◆ **YOUR INSTRUCTIONS**
Restate each entry word for word, leaving nothing out.

◆ **TASK MATERIAL**
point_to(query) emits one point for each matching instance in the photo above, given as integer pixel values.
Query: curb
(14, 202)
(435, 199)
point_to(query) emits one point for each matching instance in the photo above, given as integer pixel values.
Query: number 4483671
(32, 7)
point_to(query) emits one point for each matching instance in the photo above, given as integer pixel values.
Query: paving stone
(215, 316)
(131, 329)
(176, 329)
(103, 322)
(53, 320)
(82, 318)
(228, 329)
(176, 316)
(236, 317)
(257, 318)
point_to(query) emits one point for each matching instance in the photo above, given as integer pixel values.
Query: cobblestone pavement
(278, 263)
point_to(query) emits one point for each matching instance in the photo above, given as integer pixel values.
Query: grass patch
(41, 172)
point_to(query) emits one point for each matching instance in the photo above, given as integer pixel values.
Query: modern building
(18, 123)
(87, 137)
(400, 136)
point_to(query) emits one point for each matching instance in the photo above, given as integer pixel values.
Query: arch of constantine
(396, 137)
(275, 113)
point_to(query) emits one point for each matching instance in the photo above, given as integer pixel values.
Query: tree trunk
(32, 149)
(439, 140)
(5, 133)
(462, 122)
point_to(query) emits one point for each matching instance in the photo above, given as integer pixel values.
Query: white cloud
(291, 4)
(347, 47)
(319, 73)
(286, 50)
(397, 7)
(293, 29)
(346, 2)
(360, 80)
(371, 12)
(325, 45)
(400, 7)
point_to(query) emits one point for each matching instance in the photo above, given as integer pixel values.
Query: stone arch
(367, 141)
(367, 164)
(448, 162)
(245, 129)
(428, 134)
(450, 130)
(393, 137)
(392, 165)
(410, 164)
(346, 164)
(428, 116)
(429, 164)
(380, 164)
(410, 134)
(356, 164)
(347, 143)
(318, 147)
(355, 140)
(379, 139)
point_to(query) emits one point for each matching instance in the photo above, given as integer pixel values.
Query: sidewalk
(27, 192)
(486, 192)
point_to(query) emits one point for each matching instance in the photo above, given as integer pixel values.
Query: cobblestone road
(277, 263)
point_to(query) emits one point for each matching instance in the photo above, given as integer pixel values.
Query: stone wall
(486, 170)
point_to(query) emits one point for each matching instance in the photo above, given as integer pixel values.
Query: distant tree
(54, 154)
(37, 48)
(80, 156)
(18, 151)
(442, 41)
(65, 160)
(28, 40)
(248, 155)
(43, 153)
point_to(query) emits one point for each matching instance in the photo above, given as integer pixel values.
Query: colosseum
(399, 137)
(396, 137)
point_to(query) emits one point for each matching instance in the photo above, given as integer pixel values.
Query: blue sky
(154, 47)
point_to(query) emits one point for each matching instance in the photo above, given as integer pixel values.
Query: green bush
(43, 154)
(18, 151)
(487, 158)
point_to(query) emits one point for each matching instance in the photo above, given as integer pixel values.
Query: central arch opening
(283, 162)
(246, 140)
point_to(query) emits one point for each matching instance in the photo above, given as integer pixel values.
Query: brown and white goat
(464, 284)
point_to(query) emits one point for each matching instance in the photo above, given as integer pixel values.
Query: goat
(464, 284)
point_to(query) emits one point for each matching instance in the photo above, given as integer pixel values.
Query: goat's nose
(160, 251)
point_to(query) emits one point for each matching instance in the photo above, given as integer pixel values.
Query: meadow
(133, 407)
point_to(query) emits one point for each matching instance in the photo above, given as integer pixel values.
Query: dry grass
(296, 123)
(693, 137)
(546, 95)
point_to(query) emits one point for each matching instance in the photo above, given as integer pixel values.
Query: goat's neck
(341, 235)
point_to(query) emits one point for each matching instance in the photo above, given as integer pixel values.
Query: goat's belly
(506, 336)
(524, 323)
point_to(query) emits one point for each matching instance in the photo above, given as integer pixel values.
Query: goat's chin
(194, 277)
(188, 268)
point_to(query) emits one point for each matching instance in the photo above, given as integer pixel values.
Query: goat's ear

◆ **TASK ANSWER**
point_to(query) emits one point for each matching instance in the photo above, given as integer pixel values.
Query: curb
(14, 202)
(435, 199)
point_to(query) emits one point for each matching instance in the photo above, given as integer pixel values.
Query: number 4483671
(32, 7)
point_to(query) emits one point for each matching instance in the photo above, given as integer pixel values.
Query: paving stone
(215, 316)
(131, 329)
(176, 329)
(103, 322)
(53, 320)
(82, 318)
(228, 329)
(176, 316)
(236, 317)
(257, 318)
point_to(query) emits one point for each matching instance in the photo above, given as integer pixel values.
Query: cobblestone pavement
(278, 263)
point_to(query) emits one point for each matching instance in the photo above, given as integer pixel values.
Query: grass patch
(41, 172)
point_to(query) emits one point for each matching instance in the photo above, given as integer pixel values.
Query: modern building
(18, 123)
(87, 137)
(400, 136)
point_to(query) emits one point for each matching instance in the photo above, given as integer pixel values.
Query: arch of constantine
(396, 137)
(275, 113)
point_to(query) emits one point for each matching instance in the photo above, given as integer pixel values.
Query: tree trunk
(32, 149)
(439, 140)
(5, 133)
(462, 122)
point_to(query) emits one point for each matching instance in the photo above, given as integer pixel values.
Query: white cloud
(291, 4)
(347, 47)
(319, 73)
(286, 50)
(397, 7)
(293, 29)
(346, 2)
(360, 80)
(371, 12)
(325, 45)
(400, 7)
point_to(query) emits one point for each matching instance in the photo above, given as integer pixel values.
Query: stone arch
(367, 141)
(367, 164)
(448, 162)
(245, 129)
(428, 134)
(450, 130)
(393, 137)
(392, 165)
(410, 164)
(346, 164)
(428, 116)
(429, 164)
(380, 164)
(410, 134)
(356, 164)
(347, 143)
(318, 147)
(355, 140)
(379, 139)
point_to(query) emits one point for each matching instance in the photo above, given as integer pixel values.
Query: sidewalk
(27, 192)
(486, 192)
point_to(query) emits one point for each matching instance in the photo above, given as integer pixel values.
Query: cobblestone road
(277, 263)
point_to(query) emits one point for each matching instance in the photo above, given as integer pixel values.
Query: stone wall
(486, 170)
point_to(query) emits one point for each matching instance in the photo above, given as integer pixel values.
Query: distant tree
(54, 154)
(37, 48)
(80, 156)
(18, 151)
(442, 41)
(65, 160)
(28, 40)
(248, 155)
(43, 153)
point_to(query) emits one point for each matching instance in the photo above, given as integer pixel values.
Query: colosseum
(399, 137)
(396, 137)
point_to(query) emits one point for each matching instance in the photo above, given as integer pixel values.
Query: blue sky
(154, 47)
point_to(query) emits one point for each matching instance in the photo above, given as integer pixel values.
Query: green bush
(43, 154)
(18, 151)
(487, 158)
point_to(query) emits one point for each matching instance in the photo above, given as integer pixel values.
Query: central arch opening
(283, 162)
(246, 140)
point_to(query) emits one point for each matching instance in the photo above, given as integer pixel values.
Query: brown and white goat
(464, 284)
point_to(query) emits one point for each matching instance in the photo above, given as integer pixel values.
Query: goat
(464, 284)
point_to(query) emits one point for each matching instance in the photo above, given as integer pixel values.
Query: goat's nose
(160, 251)
point_to(query) emits one point for each matching instance in the photo above, given as integer pixel values.
Query: meadow
(133, 407)
point_to(query) emits one point for each matching instance in the photo above, given as integer pixel values.
Query: dry grass
(296, 123)
(693, 137)
(546, 95)
point_to(query) emits one point for each matching instance in the photo above, given as integer pixel values.
Query: goat's neck
(341, 235)
point_to(query) emits one point for each matching instance in the photo above, given as integer pixel values.
Query: goat's belly
(506, 336)
(524, 323)
point_to(query) emits one point for each matching instance in the photo above, given as integer pixel values.
Query: goat's chin
(194, 277)
(188, 268)
point_to(query) emits one point for each matching instance in the photo above, given as integer pixel values.
Query: goat's ear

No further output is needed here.